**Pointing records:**
========================
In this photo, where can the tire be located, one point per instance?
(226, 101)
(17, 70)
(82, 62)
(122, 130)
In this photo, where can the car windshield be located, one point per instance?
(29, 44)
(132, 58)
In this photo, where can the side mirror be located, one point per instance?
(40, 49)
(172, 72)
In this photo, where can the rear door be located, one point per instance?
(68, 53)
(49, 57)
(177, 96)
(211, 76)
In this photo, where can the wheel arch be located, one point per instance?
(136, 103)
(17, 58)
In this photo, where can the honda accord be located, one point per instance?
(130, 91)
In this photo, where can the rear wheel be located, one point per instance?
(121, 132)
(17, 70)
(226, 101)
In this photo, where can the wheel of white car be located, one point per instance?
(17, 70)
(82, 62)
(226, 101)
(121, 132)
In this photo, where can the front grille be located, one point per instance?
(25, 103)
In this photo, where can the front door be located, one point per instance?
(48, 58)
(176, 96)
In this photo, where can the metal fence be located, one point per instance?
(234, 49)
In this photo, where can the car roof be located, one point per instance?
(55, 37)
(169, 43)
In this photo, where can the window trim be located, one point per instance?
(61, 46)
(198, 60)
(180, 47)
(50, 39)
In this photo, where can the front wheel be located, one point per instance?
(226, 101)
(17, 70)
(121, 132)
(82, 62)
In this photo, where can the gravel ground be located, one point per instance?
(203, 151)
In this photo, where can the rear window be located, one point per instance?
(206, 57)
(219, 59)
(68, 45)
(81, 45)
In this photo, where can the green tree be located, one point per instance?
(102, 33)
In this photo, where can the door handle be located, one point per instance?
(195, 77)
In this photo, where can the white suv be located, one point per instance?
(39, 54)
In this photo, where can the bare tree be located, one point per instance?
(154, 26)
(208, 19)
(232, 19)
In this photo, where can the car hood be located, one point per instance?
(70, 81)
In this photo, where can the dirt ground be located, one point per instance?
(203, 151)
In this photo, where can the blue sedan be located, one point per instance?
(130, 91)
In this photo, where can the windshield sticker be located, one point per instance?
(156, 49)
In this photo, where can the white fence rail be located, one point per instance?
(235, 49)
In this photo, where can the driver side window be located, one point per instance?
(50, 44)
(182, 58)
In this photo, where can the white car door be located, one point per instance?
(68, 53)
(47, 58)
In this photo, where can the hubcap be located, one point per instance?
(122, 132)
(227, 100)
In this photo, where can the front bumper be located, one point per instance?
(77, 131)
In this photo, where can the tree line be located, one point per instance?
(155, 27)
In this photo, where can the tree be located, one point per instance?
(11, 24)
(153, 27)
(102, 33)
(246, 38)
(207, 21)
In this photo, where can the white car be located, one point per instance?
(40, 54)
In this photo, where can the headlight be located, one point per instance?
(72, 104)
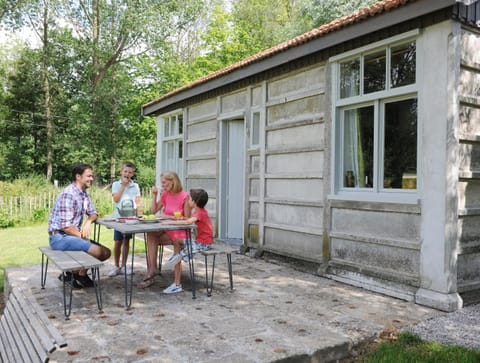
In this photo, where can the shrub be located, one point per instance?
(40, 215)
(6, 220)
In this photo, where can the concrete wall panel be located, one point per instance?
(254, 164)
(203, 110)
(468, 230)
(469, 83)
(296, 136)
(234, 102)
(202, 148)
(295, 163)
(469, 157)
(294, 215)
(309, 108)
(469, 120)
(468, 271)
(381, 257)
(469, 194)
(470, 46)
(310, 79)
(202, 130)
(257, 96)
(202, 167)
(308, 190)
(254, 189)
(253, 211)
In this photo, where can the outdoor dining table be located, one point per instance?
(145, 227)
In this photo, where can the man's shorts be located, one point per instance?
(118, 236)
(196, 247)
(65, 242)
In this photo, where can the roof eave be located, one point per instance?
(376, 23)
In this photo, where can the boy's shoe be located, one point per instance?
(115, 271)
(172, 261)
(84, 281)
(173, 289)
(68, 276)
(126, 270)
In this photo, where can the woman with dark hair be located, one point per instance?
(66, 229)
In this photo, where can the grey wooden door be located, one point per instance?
========================
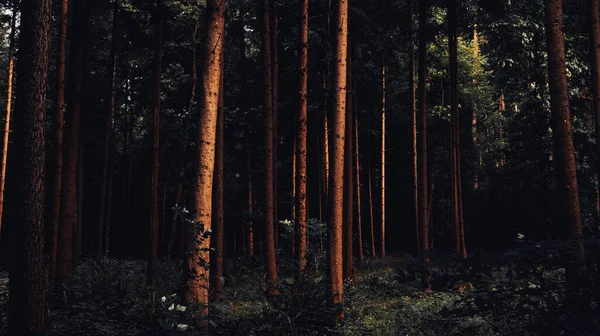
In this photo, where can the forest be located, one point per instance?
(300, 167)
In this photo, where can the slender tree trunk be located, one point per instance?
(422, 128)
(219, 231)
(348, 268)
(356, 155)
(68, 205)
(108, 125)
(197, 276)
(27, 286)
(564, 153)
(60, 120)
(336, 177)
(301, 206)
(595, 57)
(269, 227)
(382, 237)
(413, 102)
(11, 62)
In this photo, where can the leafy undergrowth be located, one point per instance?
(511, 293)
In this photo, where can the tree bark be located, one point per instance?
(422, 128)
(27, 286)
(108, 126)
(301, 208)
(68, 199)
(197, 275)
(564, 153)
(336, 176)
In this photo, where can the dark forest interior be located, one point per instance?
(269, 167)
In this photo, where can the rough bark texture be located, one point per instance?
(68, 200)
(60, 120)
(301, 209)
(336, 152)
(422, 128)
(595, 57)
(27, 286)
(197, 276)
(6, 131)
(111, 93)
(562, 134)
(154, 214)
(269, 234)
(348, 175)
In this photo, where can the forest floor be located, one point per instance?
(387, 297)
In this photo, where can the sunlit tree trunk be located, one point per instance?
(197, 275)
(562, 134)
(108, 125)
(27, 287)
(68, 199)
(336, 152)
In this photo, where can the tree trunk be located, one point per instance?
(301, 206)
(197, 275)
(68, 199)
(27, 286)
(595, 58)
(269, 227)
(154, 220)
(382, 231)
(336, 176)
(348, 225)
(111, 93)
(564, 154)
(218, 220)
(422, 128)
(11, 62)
========================
**Instructions for the task:**
Gather every line above that contains the word "rear", and copy each one out.

**Response to the task:**
In this photo, where can the rear door be located, one point per instance?
In this photo, where can the rear wheel be located, one point per instance?
In this photo, where can the rear window be located, one point per instance?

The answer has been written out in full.